- [To be done]
List each line in the items below that contains the string "green", matching case exactly.

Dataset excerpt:
--- START ---

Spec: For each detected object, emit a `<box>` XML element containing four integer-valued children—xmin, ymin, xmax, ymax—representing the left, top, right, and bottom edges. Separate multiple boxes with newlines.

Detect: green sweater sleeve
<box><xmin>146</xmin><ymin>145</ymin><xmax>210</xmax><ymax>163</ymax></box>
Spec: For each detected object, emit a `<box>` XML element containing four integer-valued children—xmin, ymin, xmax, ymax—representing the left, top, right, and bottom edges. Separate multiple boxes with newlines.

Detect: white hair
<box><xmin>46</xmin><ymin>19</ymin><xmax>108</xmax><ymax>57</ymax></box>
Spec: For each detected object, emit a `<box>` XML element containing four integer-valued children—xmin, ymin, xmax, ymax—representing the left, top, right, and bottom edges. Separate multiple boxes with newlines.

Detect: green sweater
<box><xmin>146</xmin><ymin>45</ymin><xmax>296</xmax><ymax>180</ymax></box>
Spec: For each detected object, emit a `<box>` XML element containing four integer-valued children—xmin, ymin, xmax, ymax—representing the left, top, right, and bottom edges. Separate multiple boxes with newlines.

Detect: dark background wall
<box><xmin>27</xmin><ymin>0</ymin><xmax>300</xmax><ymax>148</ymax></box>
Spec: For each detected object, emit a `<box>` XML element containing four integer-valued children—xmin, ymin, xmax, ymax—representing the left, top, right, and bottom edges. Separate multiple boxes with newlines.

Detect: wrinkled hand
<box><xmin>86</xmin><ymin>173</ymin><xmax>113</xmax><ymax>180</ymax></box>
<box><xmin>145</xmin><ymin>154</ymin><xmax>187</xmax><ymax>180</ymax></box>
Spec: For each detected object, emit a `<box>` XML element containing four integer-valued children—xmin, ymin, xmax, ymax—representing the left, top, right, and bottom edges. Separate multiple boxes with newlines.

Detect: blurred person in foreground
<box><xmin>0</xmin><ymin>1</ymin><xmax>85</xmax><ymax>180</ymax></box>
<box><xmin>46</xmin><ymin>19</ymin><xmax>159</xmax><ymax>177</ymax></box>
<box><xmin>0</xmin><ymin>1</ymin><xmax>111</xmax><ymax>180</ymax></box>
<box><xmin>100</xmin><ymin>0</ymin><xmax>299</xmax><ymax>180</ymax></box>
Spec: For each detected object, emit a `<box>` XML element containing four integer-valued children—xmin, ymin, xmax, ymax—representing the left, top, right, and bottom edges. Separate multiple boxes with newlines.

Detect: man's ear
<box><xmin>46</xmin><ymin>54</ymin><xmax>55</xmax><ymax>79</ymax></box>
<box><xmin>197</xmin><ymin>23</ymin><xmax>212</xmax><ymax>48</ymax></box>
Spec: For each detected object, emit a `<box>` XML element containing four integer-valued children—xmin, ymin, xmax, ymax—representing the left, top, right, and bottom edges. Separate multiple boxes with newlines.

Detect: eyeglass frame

--- END ---

- [Output of the exercise]
Detect: green sweater sleeve
Detect: green sweater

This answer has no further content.